* _Exercise prompt_:
What is needed is an exact copy of all the records, written out in full.

* _Supplied material_:
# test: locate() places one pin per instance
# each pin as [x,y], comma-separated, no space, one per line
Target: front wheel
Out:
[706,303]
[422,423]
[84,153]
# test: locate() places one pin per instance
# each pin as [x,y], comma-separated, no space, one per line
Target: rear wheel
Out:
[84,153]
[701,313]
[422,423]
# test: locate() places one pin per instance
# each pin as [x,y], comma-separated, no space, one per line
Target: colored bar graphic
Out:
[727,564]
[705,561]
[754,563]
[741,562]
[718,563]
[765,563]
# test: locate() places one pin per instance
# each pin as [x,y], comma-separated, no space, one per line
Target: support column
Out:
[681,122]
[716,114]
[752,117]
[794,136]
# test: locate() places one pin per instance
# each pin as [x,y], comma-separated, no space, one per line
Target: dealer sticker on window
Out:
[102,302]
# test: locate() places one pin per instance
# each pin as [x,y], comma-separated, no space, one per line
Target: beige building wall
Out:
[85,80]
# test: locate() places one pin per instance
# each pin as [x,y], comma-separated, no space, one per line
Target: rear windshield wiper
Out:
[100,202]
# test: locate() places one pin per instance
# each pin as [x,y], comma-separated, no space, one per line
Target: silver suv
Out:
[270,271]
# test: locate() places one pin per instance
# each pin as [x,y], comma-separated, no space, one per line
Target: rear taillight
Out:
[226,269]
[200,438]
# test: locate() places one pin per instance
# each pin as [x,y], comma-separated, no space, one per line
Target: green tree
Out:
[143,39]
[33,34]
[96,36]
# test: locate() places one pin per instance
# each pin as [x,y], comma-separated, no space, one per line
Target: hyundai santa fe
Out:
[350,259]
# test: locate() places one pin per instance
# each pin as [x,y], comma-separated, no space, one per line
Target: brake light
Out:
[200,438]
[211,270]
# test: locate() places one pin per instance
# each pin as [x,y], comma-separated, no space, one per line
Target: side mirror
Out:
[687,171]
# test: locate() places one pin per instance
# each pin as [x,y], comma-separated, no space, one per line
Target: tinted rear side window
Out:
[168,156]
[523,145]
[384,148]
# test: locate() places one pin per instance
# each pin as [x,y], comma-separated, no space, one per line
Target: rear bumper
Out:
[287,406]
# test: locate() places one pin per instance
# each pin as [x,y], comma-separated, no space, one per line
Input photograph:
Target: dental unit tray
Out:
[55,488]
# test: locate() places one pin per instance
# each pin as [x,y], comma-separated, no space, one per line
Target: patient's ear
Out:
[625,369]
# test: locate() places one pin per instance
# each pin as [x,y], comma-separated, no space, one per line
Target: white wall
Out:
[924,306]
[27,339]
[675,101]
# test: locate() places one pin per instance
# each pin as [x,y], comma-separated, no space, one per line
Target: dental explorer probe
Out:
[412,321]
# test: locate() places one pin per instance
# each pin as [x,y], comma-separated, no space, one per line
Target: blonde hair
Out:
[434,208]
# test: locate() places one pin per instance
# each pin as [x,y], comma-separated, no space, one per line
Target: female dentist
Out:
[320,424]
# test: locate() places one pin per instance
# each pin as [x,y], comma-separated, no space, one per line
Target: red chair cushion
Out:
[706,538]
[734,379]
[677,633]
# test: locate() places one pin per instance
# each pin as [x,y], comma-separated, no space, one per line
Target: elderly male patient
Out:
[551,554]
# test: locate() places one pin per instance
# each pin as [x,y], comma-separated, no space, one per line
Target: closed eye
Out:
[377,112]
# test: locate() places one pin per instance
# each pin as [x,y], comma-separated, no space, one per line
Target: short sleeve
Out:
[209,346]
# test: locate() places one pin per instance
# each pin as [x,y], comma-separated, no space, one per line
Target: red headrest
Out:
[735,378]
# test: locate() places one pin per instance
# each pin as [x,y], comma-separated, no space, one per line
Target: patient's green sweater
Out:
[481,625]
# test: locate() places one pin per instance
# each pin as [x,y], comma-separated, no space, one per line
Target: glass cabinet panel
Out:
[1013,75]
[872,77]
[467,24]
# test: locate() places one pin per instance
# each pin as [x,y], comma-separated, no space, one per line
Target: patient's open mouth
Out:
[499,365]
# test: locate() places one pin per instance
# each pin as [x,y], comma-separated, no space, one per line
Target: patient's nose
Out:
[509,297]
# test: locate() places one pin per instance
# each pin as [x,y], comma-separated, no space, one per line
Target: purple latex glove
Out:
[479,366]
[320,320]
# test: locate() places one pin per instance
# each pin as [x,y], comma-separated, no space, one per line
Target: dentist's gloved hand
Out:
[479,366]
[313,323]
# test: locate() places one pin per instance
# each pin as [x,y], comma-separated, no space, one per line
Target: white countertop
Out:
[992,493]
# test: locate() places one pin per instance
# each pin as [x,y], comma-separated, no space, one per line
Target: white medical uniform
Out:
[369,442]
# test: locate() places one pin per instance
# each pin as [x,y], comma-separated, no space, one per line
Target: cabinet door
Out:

* _Output of the exercise_:
# test: locate() places one pin per instance
# each pin as [x,y], comma-separated, no space, one per line
Target: front wheel
Out:
[706,303]
[422,423]
[84,153]
# test: locate() places one pin per instance
# each pin as [x,y], comma-separated, no space, one per line
Target: rear wheel
Out:
[84,153]
[701,313]
[422,423]
# test: locate() places one pin per instance
# each pin as [x,y], comma-separated, no space, one per line
Target: colored bar graphic
Out:
[727,564]
[705,561]
[754,563]
[741,562]
[718,563]
[765,563]
# test: locate() places one pin per instance
# each pin as [x,y], comma-separated, no space, one per line
Target: support column
Out:
[681,122]
[716,114]
[752,117]
[794,136]
# test: locate() places one pin per instance
# each pin as [x,y], comma-separated, no space, one per line
Target: dealer sticker on window
Out:
[102,302]
# test: locate() places one pin per instance
# each pin as [x,y], comma-separated, no space, one per line
Target: beige building wall
Out:
[85,80]
# test: locate() places one pin per instance
# each pin as [x,y], comma-separated, no space, one per line
Target: rear windshield wiper
Out:
[100,202]
# test: locate() places one pin per instance
# each pin as [x,y], comma-separated, no space, one per line
Target: silver suv
Out:
[270,271]
# test: locate() places one pin per instance
# each pin as [x,y], comma-separated, no space, one per line
Target: rear taillight
Out:
[226,269]
[200,438]
# test: locate() places one pin per instance
# each pin as [x,y], comma-separated, no space, one per line
Target: green tree
Out:
[143,39]
[33,34]
[96,36]
# test: locate() places one pin per instance
# each pin as [x,y], comma-separated, no space, one per line
Target: hyundai santa fe
Out:
[350,259]
# test: locate() places one pin per instance
# each pin as [x,y], comma-separated, no space, one per line
Target: brake light
Out:
[200,438]
[211,270]
# test: locate() places one pin per instance
# each pin as [x,y], comma-separated, no space, one per line
Target: side mirror
Out:
[687,171]
# test: locate() places one pin per instance
# each pin as [x,y], comma-separated, no space, one per line
Target: tinted rear side window
Out:
[168,156]
[523,145]
[384,148]
# test: locate() places one pin per instance
# each pin as [x,y], comma-separated, no space, one per line
Target: rear bumper
Out:
[287,406]
# test: locate() places one pin per instance
# each pin as [x,y], comma-separated, no space, one per line
Input photograph:
Target: dental unit tray
Out:
[55,488]
# test: locate() places one pin per instance
# each pin as [x,y], comma-separated, no space, one per line
Target: patient's ear
Out:
[625,369]
# test: locate() places one pin per instance
# each pin as [x,y], comma-separated, no space, one per line
Target: white wall
Out:
[924,306]
[27,339]
[675,101]
# test: locate() places one pin per instance
# each pin as [x,y], comma-separated, no space, one per line
Target: dental explorer probe
Out:
[412,321]
# test: locate() places one pin per instance
# each pin as [x,y], comma-separated, no space, one per line
Target: blonde hair
Out:
[434,208]
# test: locate() places one pin per instance
# each pin as [x,y], comma-separated, no space, one per line
Target: female dentist
Out:
[320,424]
# test: locate() places one pin per instance
# each pin as [x,y], comma-separated, no space, one per line
Target: red chair cushion
Out:
[706,538]
[734,379]
[677,633]
# test: locate() places one pin per instance
# each pin as [x,y], comma-separated, no space, one per line
Target: elderly male patient
Out:
[551,554]
# test: locate() places one pin per instance
# each pin as [x,y], comma-separated, no space, one per line
Target: closed eye
Out:
[377,112]
# test: locate() places one pin per instance
# each pin as [x,y], comma-separated, no space, one per line
Target: short sleeve
Out:
[209,346]
# test: locate() places one pin per instance
# each pin as [x,y], comma-separated, no space, one per line
Target: red headrest
Out:
[735,378]
# test: locate() places one pin per instance
# each pin as [x,y], comma-separated, no space, one per line
Target: patient's green sweater
Out:
[481,625]
# test: locate() places one pin per instance
# each pin as [x,y], comma-separated, no space, one per line
Target: glass cabinet panel
Out:
[1013,75]
[872,77]
[467,24]
# test: locate() places one pin per instance
# each pin as [x,y], comma-separated, no space, one per line
Target: patient's open mouth
Out:
[499,365]
# test: locate() places one pin per instance
# each pin as [x,y], comma-separated, no space, one per line
Target: patient's nose
Out:
[509,297]
# test: locate() places one pin per instance
# each pin as [x,y], comma-separated, no space, one per line
Target: purple latex glove
Out:
[479,366]
[320,320]
# test: locate() places one pin per instance
# each pin as [x,y], comma-separated, no space, one per line
Target: dentist's gloved hand
Out:
[479,366]
[313,323]
# test: locate() places one pin per instance
# each pin as [x,y], comma-separated, no space, one per line
Target: white countertop
Out:
[992,493]
# test: locate() places one pin per instance
# each pin as [x,y], comma-separated, no space, one per line
Target: white medical uniform
Out:
[369,442]
# test: locate() places one pin per instance
# each pin as [x,y], comma-separated, no space, one per line
Target: cabinet door
Out:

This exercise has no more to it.